11/24/2025

TSUKIKUSAより「ヤドリギ」柄のマイバッグを発売です

 




 今年は状況の変化や、あひろ屋の個展が多い年ということもあり、TSUKIKUSAの方の活動まで手が回らず、休眠させておりました。再販時期やお取引についてのお問い合わせもいただいておりましたが、一からの手作り品ばかりなので、なかなか取りかかれずに季節は冬へ。

ようやく、バッグの縫製を頼んでいた方から届き、さて新しい柄を…と思った時に、季節的にも宿木が思い浮かびました。10年ほど前に手ぬぐいでも描いている柄ですが、せっかくなのでまたスケッチから。

葉や実の色は種類によって様々ですが、黒いバッグなので、落ち着いた利休鼠色の葉に、少し黄色味のある白い実。(調色が難しかったです…)版が微妙にズレても大丈夫なようにデザインできました!

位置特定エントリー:
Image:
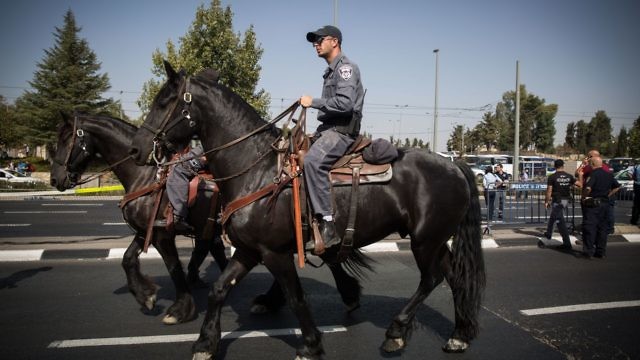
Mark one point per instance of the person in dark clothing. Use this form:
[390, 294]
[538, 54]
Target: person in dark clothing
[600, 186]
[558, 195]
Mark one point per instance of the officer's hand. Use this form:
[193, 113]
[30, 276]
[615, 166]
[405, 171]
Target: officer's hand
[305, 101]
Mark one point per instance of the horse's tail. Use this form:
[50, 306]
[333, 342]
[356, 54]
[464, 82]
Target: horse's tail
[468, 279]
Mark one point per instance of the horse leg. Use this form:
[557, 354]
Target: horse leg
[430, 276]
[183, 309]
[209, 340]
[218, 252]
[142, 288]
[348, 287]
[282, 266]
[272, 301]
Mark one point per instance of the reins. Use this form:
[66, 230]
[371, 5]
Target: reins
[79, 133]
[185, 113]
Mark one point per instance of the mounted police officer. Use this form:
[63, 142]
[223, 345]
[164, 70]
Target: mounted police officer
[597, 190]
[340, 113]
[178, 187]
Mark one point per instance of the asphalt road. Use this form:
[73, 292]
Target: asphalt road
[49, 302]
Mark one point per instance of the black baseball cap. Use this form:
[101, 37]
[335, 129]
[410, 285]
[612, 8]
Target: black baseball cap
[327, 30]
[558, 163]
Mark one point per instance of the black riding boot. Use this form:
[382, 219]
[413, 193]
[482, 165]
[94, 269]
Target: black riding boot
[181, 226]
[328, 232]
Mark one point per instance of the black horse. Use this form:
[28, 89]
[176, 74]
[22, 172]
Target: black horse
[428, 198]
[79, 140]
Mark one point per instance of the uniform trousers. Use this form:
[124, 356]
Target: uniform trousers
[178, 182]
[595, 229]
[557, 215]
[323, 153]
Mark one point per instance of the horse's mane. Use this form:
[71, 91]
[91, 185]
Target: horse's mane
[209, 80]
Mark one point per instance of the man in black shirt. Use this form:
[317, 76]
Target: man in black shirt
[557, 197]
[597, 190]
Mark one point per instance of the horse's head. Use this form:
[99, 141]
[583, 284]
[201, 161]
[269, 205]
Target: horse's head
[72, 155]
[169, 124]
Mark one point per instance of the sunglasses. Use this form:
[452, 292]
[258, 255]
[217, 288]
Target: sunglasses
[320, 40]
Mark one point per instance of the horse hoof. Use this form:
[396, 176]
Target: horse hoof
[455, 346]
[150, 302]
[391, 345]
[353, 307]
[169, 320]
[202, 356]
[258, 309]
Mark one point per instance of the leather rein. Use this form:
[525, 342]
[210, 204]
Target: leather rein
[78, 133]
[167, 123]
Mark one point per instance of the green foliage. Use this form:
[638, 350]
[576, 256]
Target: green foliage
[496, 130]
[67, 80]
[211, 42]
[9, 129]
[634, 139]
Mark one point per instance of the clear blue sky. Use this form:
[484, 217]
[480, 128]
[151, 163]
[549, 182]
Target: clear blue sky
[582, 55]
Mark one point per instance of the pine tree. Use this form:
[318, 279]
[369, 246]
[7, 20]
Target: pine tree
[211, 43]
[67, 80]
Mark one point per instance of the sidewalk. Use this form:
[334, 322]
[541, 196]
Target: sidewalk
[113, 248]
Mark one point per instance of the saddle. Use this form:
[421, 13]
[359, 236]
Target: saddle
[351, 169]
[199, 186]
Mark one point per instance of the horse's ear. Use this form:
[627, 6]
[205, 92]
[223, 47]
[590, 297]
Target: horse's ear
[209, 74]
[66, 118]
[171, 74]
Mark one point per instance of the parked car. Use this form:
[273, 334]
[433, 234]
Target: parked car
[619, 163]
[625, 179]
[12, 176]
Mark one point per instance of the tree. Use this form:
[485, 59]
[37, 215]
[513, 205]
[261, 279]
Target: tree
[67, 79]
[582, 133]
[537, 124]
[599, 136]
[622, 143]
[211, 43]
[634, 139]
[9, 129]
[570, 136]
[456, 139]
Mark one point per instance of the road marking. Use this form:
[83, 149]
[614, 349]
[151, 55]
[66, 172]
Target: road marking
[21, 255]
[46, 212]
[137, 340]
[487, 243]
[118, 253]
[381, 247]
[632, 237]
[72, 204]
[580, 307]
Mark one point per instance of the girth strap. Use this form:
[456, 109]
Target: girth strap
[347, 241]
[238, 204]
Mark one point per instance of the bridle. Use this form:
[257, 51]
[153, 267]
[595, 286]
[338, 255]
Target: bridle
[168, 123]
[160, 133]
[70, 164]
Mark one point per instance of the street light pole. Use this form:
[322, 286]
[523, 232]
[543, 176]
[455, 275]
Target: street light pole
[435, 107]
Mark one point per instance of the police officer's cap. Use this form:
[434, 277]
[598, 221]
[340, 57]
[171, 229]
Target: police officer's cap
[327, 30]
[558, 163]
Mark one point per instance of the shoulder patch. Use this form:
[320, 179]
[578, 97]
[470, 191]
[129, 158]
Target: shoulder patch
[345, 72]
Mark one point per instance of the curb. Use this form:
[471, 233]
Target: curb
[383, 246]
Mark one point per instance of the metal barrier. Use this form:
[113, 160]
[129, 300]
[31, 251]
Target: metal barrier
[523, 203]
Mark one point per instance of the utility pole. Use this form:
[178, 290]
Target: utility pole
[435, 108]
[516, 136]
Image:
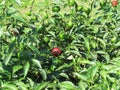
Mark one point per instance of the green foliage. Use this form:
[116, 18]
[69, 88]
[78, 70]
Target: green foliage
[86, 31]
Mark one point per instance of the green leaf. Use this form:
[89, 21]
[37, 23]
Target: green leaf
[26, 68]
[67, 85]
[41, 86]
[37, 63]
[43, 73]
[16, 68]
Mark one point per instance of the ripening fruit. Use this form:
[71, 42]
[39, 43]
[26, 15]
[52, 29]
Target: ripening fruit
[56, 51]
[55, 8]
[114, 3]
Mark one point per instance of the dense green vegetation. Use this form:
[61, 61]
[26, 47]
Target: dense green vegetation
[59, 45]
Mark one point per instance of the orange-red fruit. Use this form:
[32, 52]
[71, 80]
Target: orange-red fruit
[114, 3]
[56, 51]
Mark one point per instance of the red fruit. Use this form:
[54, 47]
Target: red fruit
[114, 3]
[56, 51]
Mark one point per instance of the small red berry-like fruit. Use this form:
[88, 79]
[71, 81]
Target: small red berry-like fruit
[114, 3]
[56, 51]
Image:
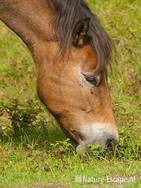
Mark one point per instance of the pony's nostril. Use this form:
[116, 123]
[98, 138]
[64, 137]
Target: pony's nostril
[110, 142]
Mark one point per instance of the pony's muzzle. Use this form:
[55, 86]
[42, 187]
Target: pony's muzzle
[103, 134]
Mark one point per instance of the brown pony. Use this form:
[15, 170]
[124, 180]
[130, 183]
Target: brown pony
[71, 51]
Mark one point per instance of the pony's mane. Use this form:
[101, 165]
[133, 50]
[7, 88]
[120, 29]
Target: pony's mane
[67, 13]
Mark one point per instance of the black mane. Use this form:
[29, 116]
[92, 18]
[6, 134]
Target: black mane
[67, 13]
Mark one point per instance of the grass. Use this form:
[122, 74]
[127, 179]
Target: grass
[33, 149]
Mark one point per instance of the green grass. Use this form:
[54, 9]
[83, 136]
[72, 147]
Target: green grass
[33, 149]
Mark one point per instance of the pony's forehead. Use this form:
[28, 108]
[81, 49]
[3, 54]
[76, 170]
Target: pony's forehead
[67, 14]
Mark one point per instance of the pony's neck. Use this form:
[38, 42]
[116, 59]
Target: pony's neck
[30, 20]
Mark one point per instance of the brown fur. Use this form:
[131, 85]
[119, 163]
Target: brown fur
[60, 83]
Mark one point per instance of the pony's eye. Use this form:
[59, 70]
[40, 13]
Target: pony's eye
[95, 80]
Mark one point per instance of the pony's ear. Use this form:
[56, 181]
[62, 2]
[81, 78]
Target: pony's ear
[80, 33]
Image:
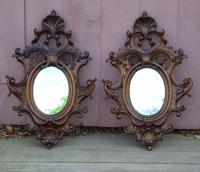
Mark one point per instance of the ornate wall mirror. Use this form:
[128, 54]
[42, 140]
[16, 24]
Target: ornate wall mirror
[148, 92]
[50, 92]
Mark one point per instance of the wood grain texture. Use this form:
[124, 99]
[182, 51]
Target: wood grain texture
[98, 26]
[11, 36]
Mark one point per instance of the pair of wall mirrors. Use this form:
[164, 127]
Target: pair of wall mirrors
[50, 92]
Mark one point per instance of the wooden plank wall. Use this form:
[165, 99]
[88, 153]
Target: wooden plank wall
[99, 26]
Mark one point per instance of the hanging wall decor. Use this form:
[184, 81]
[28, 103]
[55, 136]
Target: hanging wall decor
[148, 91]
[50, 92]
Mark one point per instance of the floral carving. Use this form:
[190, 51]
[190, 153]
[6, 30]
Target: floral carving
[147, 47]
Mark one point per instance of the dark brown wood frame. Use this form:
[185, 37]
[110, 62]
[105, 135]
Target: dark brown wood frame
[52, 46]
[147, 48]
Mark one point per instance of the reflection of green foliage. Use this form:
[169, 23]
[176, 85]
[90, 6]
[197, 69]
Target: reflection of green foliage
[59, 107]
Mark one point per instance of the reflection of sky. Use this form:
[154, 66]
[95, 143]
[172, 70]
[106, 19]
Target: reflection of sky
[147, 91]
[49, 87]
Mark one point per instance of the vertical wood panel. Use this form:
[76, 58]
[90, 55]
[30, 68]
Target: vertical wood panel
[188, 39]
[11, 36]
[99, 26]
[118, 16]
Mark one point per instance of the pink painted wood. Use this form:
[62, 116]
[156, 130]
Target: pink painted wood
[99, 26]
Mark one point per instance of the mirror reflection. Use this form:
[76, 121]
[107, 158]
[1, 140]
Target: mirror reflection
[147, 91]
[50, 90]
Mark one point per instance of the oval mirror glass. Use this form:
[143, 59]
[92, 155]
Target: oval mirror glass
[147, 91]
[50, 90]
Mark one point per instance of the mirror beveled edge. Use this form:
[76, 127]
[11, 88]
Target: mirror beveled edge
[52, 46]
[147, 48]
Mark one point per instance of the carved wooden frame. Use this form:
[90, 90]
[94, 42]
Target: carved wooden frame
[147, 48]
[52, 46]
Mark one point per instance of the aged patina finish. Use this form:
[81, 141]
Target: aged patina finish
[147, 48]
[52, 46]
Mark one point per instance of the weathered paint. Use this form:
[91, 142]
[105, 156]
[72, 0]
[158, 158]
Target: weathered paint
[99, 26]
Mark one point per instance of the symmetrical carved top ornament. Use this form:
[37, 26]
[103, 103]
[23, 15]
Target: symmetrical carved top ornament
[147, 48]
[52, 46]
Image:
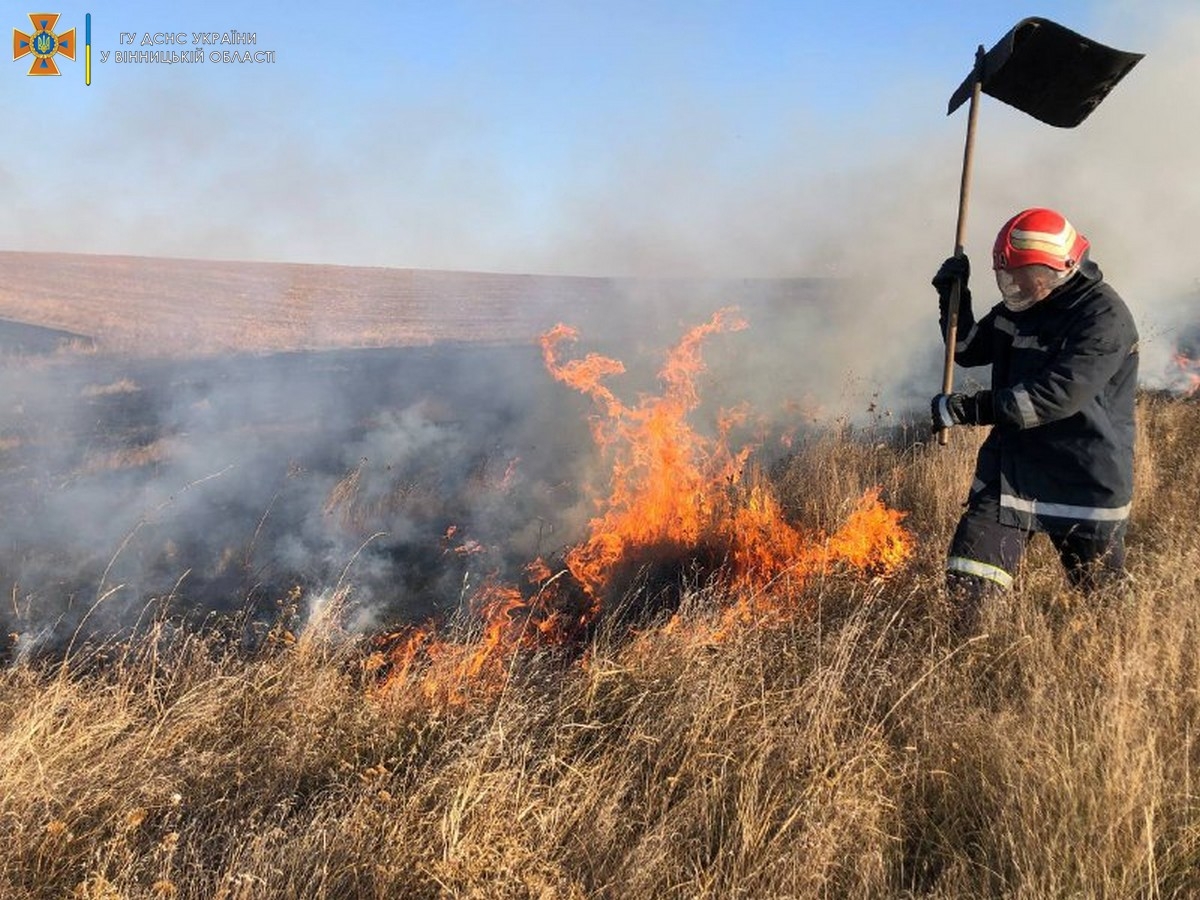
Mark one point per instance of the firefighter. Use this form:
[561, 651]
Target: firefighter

## 作業内容
a) 記事のうち、「TSUKIKUSAより「ヤドリギ」柄のマイバッグを発売です」から始まり「なようにデザインできました!」までの部分を、一字も変えずに書き写してください。
b) 記事の「ようやく、バッグの縫製を」で始まる段落を、主な事実を残して箇条書きにまとめること。
データはこの作業には関係しない。

## 回答一覧
a)
TSUKIKUSAより「ヤドリギ」柄のマイバッグを発売です

 




 今年は状況の変化や、あひろ屋の個展が多い年ということもあり、TSUKIKUSAの方の活動まで手が回らず、休眠させておりました。再販時期やお取引についてのお問い合わせもいただいておりましたが、一からの手作り品ばかりなので、なかなか取りかかれずに季節は冬へ。

ようやく、バッグの縫製を頼んでいた方から届き、さて新しい柄を…と思った時に、季節的にも宿木が思い浮かびました。10年ほど前に手ぬぐいでも描いている柄ですが、せっかくなのでまたスケッチから。

葉や実の色は種類によって様々ですが、黒いバッグなので、落ち着いた利休鼠色の葉に、少し黄色味のある白い実。(調色が難しかったです…)版が微妙にズレても大丈夫なようにデザインできました!

b)
- バッグの縫製を頼んでいた方から、ようやく届いた
- 新しい柄を考えたとき、季節的に宿木が思い浮かんだ
- 10年ほど前に手ぬぐいでも描いた柄だが、改めてスケッチから描いた